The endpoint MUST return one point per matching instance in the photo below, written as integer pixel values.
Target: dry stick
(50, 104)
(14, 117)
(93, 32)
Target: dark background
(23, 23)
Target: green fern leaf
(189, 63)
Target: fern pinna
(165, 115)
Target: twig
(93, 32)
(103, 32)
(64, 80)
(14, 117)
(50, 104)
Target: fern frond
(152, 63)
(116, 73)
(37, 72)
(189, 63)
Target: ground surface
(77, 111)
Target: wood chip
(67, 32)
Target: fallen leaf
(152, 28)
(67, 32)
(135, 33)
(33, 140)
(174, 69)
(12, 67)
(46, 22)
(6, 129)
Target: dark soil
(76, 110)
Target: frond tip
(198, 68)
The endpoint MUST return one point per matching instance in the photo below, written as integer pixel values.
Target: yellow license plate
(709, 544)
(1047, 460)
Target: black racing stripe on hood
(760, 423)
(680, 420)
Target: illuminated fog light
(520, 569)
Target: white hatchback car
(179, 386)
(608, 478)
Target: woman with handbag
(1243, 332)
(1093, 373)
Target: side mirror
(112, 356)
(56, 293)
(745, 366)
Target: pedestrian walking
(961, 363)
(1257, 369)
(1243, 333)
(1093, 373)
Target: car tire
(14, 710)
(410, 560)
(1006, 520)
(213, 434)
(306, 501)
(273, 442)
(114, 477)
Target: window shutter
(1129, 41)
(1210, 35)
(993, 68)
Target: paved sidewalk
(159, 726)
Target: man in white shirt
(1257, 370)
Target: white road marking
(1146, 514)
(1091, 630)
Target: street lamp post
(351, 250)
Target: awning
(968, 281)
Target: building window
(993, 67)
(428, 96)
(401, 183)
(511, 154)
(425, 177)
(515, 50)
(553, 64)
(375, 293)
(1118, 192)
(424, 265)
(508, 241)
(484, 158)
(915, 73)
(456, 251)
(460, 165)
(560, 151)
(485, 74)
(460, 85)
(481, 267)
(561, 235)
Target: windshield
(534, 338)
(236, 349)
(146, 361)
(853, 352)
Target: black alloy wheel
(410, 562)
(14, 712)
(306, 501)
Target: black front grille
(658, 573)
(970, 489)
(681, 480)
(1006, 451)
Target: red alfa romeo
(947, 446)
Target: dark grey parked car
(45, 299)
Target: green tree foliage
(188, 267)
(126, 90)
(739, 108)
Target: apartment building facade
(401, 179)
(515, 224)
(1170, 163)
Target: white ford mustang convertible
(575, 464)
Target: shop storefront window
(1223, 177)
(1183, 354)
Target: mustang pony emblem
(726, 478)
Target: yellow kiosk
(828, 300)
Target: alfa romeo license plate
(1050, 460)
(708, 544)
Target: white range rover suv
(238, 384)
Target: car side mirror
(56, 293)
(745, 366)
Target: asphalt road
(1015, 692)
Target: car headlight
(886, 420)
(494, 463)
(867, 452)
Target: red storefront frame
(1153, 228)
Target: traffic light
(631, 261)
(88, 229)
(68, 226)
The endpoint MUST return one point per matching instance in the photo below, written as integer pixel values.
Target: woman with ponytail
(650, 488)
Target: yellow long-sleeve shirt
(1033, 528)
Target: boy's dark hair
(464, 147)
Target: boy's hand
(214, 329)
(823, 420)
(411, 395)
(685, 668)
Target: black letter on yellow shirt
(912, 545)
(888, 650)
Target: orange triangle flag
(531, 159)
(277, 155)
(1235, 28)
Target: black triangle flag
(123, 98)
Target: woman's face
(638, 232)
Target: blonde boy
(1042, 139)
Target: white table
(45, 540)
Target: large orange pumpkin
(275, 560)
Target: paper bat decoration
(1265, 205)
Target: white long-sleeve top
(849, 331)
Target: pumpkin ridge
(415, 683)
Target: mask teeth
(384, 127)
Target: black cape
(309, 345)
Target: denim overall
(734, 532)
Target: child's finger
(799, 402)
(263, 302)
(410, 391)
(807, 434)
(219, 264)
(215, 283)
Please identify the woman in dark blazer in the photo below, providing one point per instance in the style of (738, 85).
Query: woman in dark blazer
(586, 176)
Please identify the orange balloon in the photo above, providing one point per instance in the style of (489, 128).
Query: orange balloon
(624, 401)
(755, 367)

....

What you have to do → Quote all of the entries exactly as they appear.

Finished exercise →
The endpoint MUST return one point per matching instance in the photo below, written as integer pixel values.
Target: dry stick
(50, 104)
(14, 117)
(93, 32)
Target: dark background
(23, 23)
Target: green fern leaf
(189, 63)
Target: fern pinna
(165, 115)
Target: twig
(93, 32)
(103, 32)
(64, 80)
(14, 117)
(50, 104)
Target: fern frond
(152, 63)
(116, 73)
(37, 72)
(189, 63)
Target: ground surface
(77, 111)
Target: wood chip
(67, 32)
Target: fallen leaf
(152, 28)
(67, 32)
(135, 33)
(33, 140)
(174, 69)
(12, 67)
(46, 22)
(6, 129)
Target: dark soil
(76, 110)
Target: frond tip
(198, 68)
The endpoint MUST return one point per matching instance in the photo below, written as integer pixel values.
Target: yellow license plate
(709, 544)
(1047, 460)
Target: black racing stripe on hood
(760, 423)
(680, 420)
Target: illuminated fog light
(520, 569)
Target: white hatchback car
(179, 386)
(608, 478)
Target: woman with handbag
(1243, 332)
(1093, 373)
Target: side mirror
(112, 356)
(56, 293)
(745, 366)
Target: pedestrian walking
(961, 363)
(1257, 369)
(1243, 333)
(1093, 373)
Target: car tire
(14, 710)
(410, 560)
(1006, 520)
(213, 434)
(306, 501)
(273, 442)
(114, 477)
Target: window shutter
(1129, 41)
(1210, 35)
(993, 68)
Target: paved sidewalk
(159, 726)
Target: man in white shirt
(1257, 370)
Target: white road marking
(1146, 514)
(1091, 630)
Target: street lamp post
(351, 250)
Target: awning
(968, 281)
Target: building window
(993, 67)
(428, 96)
(401, 183)
(511, 154)
(425, 177)
(515, 50)
(553, 64)
(375, 293)
(1118, 192)
(424, 265)
(508, 241)
(484, 158)
(915, 73)
(456, 251)
(460, 165)
(560, 151)
(485, 74)
(460, 85)
(481, 267)
(561, 235)
Target: windshield
(534, 338)
(236, 349)
(146, 361)
(853, 352)
Target: black alloy wheel
(410, 562)
(14, 712)
(306, 501)
Target: black front grille
(658, 573)
(970, 489)
(681, 480)
(1006, 451)
Target: red alfa romeo
(947, 446)
Target: dark grey parked car
(45, 299)
Target: green tree foliage
(188, 267)
(126, 90)
(739, 108)
Target: apartment building facade
(401, 179)
(515, 224)
(1170, 163)
Target: white ford mustang convertible
(575, 464)
Target: shop storefront window
(1223, 177)
(1183, 354)
Target: mustang pony emblem
(726, 478)
Target: yellow kiosk
(828, 300)
Target: alfa romeo license plate
(1050, 460)
(708, 544)
Target: white range rover suv
(238, 384)
Target: car side mirror
(56, 293)
(745, 366)
Target: asphalt road
(1015, 692)
Target: car headlight
(886, 420)
(494, 463)
(867, 452)
Target: red storefront frame
(1153, 228)
Target: traffic light
(631, 261)
(88, 229)
(68, 226)
The endpoint MUST return one point per matching instance in the photo below, written as integer pixel values.
Target: woman with ponytail
(650, 488)
Target: yellow long-sleeve shirt
(1033, 528)
Target: boy's dark hair
(464, 147)
Target: boy's hand
(214, 329)
(823, 420)
(411, 395)
(685, 668)
Target: black letter on yellow shirt
(912, 545)
(888, 650)
Target: orange triangle flag
(531, 159)
(277, 155)
(1235, 28)
Target: black triangle flag
(123, 98)
Target: woman's face
(638, 232)
Target: blonde boy
(1042, 139)
Target: white table
(45, 540)
Target: large orange pumpkin
(275, 560)
Target: paper bat decoration
(1265, 205)
Target: white long-sleeve top
(849, 331)
Target: pumpkin ridge
(415, 683)
Target: mask teeth
(384, 127)
Target: black cape
(309, 345)
Target: denim overall
(734, 532)
Target: child's finger
(799, 402)
(263, 302)
(410, 391)
(807, 434)
(219, 264)
(215, 283)
Please identify the woman in dark blazer in the photo below, providing one point per instance in the style of (738, 85).
Query: woman in dark blazer
(586, 176)
Please identify the orange balloon in the photo above, providing one point per instance in the style of (489, 128).
Query: orange balloon
(624, 401)
(755, 367)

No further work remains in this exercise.